"""
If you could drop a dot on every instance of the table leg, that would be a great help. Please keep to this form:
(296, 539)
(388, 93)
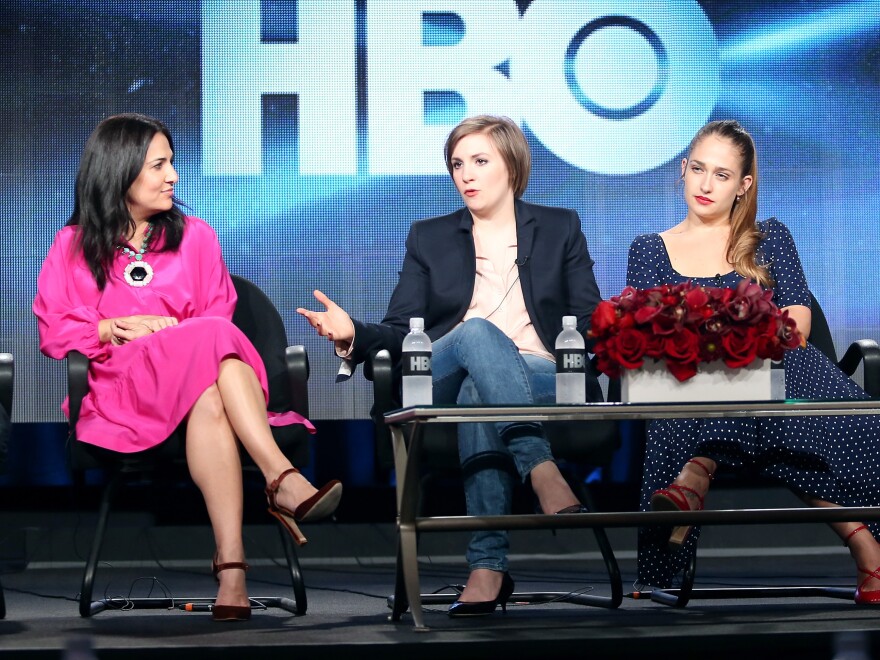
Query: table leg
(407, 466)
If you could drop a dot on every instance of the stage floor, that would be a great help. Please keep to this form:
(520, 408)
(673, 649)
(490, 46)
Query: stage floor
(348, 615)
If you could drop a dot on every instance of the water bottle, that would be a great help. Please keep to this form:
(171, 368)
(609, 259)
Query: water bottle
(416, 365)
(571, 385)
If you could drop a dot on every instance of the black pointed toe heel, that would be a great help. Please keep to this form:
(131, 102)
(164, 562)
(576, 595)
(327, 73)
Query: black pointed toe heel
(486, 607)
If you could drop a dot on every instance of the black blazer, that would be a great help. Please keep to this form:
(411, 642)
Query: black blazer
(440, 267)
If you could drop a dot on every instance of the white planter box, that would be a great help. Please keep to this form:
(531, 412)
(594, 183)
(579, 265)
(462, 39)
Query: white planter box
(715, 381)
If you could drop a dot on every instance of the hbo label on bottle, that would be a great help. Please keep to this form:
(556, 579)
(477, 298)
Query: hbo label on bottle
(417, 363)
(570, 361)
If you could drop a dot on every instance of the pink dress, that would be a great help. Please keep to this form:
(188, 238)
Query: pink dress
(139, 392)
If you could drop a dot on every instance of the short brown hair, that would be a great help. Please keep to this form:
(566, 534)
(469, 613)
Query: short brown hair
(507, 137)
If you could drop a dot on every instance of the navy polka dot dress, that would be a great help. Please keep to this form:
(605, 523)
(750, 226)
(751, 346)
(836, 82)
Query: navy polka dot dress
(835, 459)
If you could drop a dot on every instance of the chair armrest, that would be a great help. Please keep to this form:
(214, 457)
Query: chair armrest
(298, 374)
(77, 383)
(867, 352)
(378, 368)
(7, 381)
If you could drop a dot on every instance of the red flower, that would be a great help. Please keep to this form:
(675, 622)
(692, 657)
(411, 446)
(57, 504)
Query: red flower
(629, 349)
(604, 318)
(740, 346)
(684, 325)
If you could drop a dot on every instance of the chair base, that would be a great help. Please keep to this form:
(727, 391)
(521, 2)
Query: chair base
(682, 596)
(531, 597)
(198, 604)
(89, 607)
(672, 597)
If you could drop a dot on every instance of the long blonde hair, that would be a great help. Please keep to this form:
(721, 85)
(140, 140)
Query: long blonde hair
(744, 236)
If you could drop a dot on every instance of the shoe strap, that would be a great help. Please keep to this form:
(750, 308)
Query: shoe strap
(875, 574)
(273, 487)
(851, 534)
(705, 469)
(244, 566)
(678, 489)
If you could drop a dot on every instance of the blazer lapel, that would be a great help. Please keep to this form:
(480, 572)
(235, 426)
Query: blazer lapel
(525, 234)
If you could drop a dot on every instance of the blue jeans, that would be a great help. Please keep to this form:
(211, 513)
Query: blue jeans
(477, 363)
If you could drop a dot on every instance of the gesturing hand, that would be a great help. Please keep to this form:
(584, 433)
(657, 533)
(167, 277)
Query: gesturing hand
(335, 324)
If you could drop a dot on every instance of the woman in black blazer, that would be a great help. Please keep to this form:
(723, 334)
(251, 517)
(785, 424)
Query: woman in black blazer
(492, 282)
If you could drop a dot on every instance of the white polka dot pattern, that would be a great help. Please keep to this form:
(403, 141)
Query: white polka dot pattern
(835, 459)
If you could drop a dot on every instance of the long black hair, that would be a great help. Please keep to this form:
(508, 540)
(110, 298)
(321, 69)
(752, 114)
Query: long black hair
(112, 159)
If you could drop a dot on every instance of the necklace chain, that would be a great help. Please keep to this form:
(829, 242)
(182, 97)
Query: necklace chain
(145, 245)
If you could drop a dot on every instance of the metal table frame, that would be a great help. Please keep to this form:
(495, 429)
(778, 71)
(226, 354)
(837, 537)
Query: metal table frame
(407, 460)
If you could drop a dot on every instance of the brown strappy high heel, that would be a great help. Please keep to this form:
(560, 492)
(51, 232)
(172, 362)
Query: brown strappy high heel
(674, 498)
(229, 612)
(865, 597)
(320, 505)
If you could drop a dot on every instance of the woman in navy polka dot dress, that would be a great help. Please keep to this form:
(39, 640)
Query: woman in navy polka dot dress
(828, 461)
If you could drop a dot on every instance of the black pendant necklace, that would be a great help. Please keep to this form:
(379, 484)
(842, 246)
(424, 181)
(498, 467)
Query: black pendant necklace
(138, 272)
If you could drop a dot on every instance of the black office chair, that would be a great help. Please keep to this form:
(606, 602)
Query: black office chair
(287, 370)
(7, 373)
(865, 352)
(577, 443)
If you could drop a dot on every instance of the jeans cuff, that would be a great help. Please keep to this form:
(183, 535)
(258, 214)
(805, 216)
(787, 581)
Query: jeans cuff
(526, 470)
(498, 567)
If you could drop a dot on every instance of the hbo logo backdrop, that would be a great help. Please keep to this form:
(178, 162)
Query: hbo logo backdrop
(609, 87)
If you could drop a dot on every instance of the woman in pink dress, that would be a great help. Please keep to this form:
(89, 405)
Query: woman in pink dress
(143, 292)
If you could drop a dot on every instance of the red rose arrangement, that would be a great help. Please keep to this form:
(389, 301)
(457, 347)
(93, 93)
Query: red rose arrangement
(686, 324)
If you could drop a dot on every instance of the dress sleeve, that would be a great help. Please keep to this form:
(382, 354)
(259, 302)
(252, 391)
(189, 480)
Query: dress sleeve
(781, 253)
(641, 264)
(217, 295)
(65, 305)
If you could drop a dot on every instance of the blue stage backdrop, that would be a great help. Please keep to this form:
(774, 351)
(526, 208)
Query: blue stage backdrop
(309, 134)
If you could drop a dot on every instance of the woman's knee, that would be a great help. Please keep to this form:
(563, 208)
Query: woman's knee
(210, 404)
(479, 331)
"""
"""
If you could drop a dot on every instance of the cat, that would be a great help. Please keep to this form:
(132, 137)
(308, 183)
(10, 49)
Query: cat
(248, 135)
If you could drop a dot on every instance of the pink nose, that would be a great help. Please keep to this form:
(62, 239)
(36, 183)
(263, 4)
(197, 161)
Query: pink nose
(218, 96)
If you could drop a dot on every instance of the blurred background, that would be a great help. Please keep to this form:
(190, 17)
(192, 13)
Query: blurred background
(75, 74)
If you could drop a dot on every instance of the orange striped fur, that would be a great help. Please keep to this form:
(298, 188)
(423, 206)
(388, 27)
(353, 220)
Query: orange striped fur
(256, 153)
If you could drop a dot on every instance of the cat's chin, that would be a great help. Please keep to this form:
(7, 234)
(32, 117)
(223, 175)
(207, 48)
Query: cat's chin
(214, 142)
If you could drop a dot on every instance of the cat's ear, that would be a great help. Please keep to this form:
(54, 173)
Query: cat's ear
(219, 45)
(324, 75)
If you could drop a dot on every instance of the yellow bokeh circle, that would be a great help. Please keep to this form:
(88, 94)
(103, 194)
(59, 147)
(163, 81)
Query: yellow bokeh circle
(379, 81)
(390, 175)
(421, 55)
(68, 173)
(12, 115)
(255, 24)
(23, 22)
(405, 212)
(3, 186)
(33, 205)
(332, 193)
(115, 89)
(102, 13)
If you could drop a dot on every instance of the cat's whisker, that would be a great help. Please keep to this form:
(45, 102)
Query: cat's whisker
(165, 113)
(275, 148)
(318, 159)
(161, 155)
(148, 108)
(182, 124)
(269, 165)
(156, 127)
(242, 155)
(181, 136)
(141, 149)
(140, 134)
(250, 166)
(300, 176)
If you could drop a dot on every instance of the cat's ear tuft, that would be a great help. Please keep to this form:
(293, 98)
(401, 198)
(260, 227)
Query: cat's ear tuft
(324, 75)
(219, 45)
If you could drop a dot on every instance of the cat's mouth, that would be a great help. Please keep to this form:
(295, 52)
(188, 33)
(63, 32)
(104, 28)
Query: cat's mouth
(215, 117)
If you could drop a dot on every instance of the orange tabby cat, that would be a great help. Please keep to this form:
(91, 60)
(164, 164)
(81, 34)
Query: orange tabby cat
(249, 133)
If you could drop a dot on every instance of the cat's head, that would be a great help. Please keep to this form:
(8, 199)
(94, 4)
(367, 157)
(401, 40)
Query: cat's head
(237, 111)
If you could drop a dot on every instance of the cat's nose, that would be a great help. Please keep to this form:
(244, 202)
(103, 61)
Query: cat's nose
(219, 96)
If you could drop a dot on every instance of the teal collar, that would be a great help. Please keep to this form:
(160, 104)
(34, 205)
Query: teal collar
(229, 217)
"""
_Directive_. List each line in the records above that contains the word "long". Case matters.

_Full answer_.
If you could drop a dot on every instance of the long blonde hair, that would be a great help. Please keep to this form:
Query: long blonde hair
If you could drop a dot on every instance of the long black hair, that would be a great help. Please keep to this form:
Query: long black hair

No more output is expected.